*** Begin section ***

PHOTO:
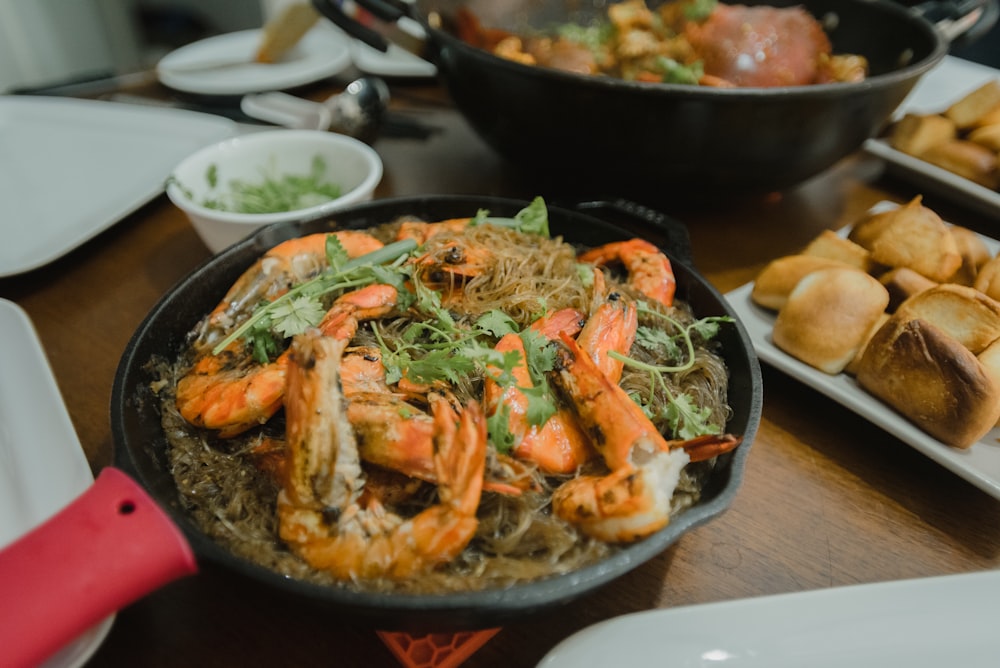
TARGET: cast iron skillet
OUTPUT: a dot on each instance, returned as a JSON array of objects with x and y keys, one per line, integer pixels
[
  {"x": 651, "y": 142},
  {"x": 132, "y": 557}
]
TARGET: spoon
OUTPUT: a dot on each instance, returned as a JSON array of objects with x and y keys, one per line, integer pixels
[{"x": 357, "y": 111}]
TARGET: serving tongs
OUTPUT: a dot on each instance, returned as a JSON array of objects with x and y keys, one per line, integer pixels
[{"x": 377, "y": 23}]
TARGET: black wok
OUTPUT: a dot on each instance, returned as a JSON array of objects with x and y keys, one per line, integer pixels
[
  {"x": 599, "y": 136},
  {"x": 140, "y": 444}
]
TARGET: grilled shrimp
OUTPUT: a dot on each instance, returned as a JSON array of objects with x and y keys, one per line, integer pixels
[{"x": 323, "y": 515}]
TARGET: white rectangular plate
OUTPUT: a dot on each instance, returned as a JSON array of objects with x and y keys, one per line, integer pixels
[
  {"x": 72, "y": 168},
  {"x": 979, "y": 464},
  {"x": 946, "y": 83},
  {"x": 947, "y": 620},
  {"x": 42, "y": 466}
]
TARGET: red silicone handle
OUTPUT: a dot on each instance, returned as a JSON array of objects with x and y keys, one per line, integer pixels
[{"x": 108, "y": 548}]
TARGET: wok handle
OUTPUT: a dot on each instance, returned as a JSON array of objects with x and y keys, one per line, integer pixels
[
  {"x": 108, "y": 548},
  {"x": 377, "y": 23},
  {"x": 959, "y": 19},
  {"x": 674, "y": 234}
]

*** End section ***

_Goal of the exercise_: The reply should hold the lines from the top of the records through the line containing "TARGET: black wok", reproduced exactly, and no pictures.

_Exercise solution_:
PHOTO:
TARGET: cast iron skillet
OUTPUT: a dot on each instance, returned as a JSON array of objects with x and y keys, one per line, integer pixels
[
  {"x": 651, "y": 142},
  {"x": 132, "y": 557}
]
TARGET: spoon
OUTPUT: a dot on each instance, returned as a JSON array of objects with x and y keys, one per line, integer pixels
[{"x": 357, "y": 111}]
TARGET: serving tongs
OUTPUT: a dot on each instance, returned as a JSON array of objects with x and y keys, one per line, integer pixels
[{"x": 377, "y": 23}]
TARGET: black wok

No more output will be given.